WHAT IS NEEDED:
List each line of the entries that contains the string "instances", treating uppercase and lowercase letters as distinct.

DATA LISTING:
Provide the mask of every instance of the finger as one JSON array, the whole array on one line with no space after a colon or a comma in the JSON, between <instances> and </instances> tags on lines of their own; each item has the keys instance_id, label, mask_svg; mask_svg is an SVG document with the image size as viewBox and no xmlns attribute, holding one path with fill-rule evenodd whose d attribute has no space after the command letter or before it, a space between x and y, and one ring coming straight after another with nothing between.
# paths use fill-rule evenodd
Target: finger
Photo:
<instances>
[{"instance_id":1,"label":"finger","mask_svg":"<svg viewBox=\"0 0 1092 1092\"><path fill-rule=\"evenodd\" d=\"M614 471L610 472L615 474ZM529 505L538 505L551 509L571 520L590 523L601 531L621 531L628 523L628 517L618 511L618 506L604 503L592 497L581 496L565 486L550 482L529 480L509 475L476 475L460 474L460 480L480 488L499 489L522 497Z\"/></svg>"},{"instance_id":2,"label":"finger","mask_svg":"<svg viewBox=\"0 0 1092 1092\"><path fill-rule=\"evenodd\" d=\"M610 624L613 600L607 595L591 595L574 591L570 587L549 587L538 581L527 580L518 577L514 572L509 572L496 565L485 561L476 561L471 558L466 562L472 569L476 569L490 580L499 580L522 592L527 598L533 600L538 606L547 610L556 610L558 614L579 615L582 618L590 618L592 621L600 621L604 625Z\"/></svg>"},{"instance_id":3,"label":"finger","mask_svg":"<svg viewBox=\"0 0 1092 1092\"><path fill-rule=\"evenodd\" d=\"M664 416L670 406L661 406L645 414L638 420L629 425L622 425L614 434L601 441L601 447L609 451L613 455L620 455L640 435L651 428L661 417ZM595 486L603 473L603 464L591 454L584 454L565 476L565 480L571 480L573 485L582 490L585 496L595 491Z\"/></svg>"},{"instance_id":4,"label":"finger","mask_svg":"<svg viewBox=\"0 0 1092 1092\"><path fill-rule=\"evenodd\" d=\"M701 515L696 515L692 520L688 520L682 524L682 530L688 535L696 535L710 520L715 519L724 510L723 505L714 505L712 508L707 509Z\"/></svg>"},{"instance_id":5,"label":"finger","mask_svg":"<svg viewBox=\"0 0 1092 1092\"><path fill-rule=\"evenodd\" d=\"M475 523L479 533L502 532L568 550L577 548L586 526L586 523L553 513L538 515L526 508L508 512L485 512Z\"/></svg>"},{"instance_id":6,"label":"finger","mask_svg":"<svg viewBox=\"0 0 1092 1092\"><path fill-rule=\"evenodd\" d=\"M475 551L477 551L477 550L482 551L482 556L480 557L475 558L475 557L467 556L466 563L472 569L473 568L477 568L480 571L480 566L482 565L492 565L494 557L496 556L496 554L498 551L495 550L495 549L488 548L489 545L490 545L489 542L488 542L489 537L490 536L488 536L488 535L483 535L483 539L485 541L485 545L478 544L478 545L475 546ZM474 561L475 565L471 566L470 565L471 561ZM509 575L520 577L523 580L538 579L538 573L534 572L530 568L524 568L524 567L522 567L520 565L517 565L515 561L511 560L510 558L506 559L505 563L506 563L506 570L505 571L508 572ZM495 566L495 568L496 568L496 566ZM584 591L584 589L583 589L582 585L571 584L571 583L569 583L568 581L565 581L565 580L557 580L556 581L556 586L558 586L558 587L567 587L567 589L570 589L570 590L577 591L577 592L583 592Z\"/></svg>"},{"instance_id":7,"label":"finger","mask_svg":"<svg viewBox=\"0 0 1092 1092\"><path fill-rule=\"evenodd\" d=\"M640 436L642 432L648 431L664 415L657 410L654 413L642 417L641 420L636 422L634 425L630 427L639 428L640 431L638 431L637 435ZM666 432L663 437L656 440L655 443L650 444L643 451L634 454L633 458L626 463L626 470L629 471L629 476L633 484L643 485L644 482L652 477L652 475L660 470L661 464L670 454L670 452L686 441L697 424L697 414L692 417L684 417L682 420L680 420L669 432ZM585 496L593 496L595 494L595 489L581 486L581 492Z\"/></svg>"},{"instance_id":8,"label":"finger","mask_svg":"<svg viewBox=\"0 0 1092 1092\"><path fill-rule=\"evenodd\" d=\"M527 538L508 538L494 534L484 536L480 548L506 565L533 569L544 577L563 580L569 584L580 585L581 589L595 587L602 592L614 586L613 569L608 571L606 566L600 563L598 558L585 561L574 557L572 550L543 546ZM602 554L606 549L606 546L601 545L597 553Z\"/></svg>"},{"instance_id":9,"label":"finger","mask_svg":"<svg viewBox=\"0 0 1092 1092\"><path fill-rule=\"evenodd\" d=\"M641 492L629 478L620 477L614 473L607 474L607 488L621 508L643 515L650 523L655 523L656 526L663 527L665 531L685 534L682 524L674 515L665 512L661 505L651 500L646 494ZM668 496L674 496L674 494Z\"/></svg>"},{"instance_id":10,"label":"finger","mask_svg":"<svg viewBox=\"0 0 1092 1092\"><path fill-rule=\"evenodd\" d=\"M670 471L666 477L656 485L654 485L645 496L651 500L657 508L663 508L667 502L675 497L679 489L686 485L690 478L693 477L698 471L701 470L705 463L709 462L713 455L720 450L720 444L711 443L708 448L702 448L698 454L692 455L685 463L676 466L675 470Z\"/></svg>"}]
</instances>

SOLUTION FOR THIS TASK:
Provide the mask of every instance of the finger as one JSON array, the whole array on one line with no space after a colon or a comma in the JSON, between <instances> and </instances> tags on lines of their own; each item has the keys instance_id, label, mask_svg; mask_svg is an SVG document with the image size as viewBox and no xmlns attribute, holding one path with fill-rule evenodd whose d attribute has no space after the command letter or before it, a space between x and y, and one ring coming straight after another with nothing between.
<instances>
</instances>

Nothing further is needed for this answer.